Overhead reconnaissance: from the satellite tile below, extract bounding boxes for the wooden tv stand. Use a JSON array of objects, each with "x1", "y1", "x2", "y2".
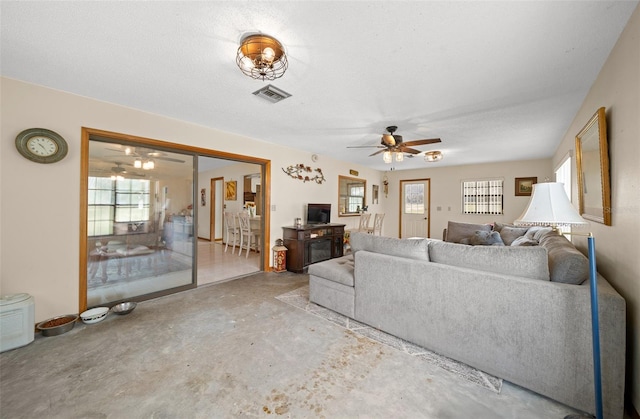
[{"x1": 282, "y1": 224, "x2": 345, "y2": 273}]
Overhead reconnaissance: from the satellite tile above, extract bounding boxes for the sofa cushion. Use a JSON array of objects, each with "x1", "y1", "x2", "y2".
[
  {"x1": 460, "y1": 230, "x2": 505, "y2": 246},
  {"x1": 428, "y1": 240, "x2": 550, "y2": 281},
  {"x1": 350, "y1": 232, "x2": 429, "y2": 261},
  {"x1": 444, "y1": 221, "x2": 492, "y2": 243},
  {"x1": 308, "y1": 255, "x2": 355, "y2": 287},
  {"x1": 539, "y1": 233, "x2": 589, "y2": 284},
  {"x1": 499, "y1": 226, "x2": 529, "y2": 245}
]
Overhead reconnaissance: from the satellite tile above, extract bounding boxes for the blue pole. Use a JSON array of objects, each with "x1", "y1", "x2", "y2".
[{"x1": 588, "y1": 235, "x2": 603, "y2": 419}]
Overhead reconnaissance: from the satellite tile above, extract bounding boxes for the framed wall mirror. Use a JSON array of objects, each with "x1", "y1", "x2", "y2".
[
  {"x1": 338, "y1": 175, "x2": 366, "y2": 216},
  {"x1": 576, "y1": 107, "x2": 611, "y2": 225}
]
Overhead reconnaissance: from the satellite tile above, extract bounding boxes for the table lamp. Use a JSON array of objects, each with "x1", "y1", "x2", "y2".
[{"x1": 514, "y1": 182, "x2": 602, "y2": 419}]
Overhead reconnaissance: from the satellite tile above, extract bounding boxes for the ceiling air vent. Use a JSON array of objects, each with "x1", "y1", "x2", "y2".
[{"x1": 252, "y1": 84, "x2": 292, "y2": 104}]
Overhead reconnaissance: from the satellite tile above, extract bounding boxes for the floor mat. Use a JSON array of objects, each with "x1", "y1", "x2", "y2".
[{"x1": 276, "y1": 285, "x2": 503, "y2": 394}]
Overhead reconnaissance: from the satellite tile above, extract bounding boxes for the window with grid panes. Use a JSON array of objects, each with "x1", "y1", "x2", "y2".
[
  {"x1": 462, "y1": 179, "x2": 503, "y2": 214},
  {"x1": 87, "y1": 177, "x2": 151, "y2": 236}
]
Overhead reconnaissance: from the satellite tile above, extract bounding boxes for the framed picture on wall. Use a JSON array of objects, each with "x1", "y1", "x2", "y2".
[
  {"x1": 372, "y1": 185, "x2": 379, "y2": 204},
  {"x1": 201, "y1": 188, "x2": 206, "y2": 206},
  {"x1": 515, "y1": 177, "x2": 537, "y2": 196},
  {"x1": 225, "y1": 181, "x2": 237, "y2": 201}
]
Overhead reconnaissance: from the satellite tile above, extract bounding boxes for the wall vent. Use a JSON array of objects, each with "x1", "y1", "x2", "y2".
[{"x1": 252, "y1": 84, "x2": 292, "y2": 103}]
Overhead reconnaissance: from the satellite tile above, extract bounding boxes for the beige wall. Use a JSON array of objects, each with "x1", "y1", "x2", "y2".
[
  {"x1": 552, "y1": 4, "x2": 640, "y2": 410},
  {"x1": 380, "y1": 158, "x2": 552, "y2": 238},
  {"x1": 0, "y1": 77, "x2": 380, "y2": 321}
]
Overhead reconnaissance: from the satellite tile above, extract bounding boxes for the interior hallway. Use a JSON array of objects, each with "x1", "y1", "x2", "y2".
[{"x1": 0, "y1": 272, "x2": 589, "y2": 418}]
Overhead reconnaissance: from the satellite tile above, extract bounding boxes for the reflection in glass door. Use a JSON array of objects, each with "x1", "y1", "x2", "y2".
[{"x1": 86, "y1": 136, "x2": 195, "y2": 307}]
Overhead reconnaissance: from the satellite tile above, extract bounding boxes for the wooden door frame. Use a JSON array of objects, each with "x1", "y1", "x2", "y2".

-.-.-

- [Work instruction] Set down every entry above exactly as written, but skip the pictures.

- [Task result]
Overhead reconnaissance: from the satellite tile below, extract bounding boxes for the wooden tv stand. Use a JSON array of objects, each with "x1", "y1", "x2", "y2".
[{"x1": 282, "y1": 224, "x2": 345, "y2": 273}]
Overhead reconnaissance: from the satellite tile above, extract bounding boxes for the sofa cushion. Use a JSON array of objects, each with "x1", "y1", "x2", "y2".
[
  {"x1": 460, "y1": 230, "x2": 505, "y2": 246},
  {"x1": 428, "y1": 240, "x2": 550, "y2": 281},
  {"x1": 350, "y1": 232, "x2": 429, "y2": 261},
  {"x1": 444, "y1": 221, "x2": 492, "y2": 243},
  {"x1": 308, "y1": 255, "x2": 355, "y2": 287},
  {"x1": 539, "y1": 233, "x2": 589, "y2": 284},
  {"x1": 499, "y1": 226, "x2": 529, "y2": 245}
]
Overhead reconnaissance: from the satellite tile above, extract bounding boxes for the blue pole. Use a JSON array of objects, each with "x1", "y1", "x2", "y2".
[{"x1": 588, "y1": 235, "x2": 603, "y2": 419}]
Overhead reconnaissance: from the satellite tile above, extract bounding boxes for the framed wall mirror. Use a JSON array of objects, each with "x1", "y1", "x2", "y2".
[
  {"x1": 338, "y1": 175, "x2": 366, "y2": 216},
  {"x1": 576, "y1": 107, "x2": 611, "y2": 225}
]
Overhead reconnaissance: from the satellite tile above, extract bounding boxes for the table lamp. Use a JSON array of objects, each with "x1", "y1", "x2", "y2".
[{"x1": 514, "y1": 182, "x2": 602, "y2": 419}]
Overhead reconnaissance: from the satellite tile above, extract bounding boxes for the ceiling air vent. Use a JSON array of objects, each with "x1", "y1", "x2", "y2".
[{"x1": 252, "y1": 84, "x2": 292, "y2": 104}]
Overhead reconnaissance: from the satellite tile above, extract bounding boxes for the floor mat. Use a JSON array of objects, each with "x1", "y1", "x2", "y2".
[{"x1": 276, "y1": 285, "x2": 503, "y2": 394}]
Overhead reconnaissance: from the satellite tile above, extract bounding boxes for the window with grid panes. Use a JSON array of objects, each with "x1", "y1", "x2", "y2".
[
  {"x1": 462, "y1": 179, "x2": 503, "y2": 214},
  {"x1": 87, "y1": 177, "x2": 151, "y2": 236}
]
Overhead reconnaissance: from the satellite tile above, extract bounding boxes for the framed picture on wall. Use a JSON array of objects, each with "x1", "y1", "x2", "y2".
[
  {"x1": 372, "y1": 185, "x2": 379, "y2": 204},
  {"x1": 201, "y1": 188, "x2": 206, "y2": 206},
  {"x1": 515, "y1": 177, "x2": 537, "y2": 196},
  {"x1": 225, "y1": 181, "x2": 237, "y2": 201}
]
Overhead reconnaissance: from the satellite tile above, extract bounding boxes for the wall vent. Use a JSON array of objects, each with "x1", "y1", "x2", "y2".
[{"x1": 252, "y1": 84, "x2": 292, "y2": 103}]
Overhead reconnaissance: from the satellite tile above, extract bounding boxes for the beige wall. Use a JSON array of objects, each with "x1", "y1", "x2", "y2".
[
  {"x1": 552, "y1": 4, "x2": 640, "y2": 410},
  {"x1": 380, "y1": 158, "x2": 552, "y2": 238},
  {"x1": 0, "y1": 77, "x2": 380, "y2": 321}
]
Overhead reconnaissance: from the satellite tile above, extract bounding boxes for the interior hallway. Use a JSON array of objects, each with "x1", "y1", "x2", "y2".
[{"x1": 0, "y1": 272, "x2": 589, "y2": 418}]
Overhead reconnaissance: from the satellite tile above, extract bounding boxes for the reflection in glass door. Use a JSON array of objects, each with "x1", "y1", "x2", "y2".
[{"x1": 86, "y1": 136, "x2": 195, "y2": 307}]
Overhead reconnaissance: from the satellite tile above, extract bounding boxes for the wooden door frame. Use a JSON array of objects, each with "x1", "y1", "x2", "y2".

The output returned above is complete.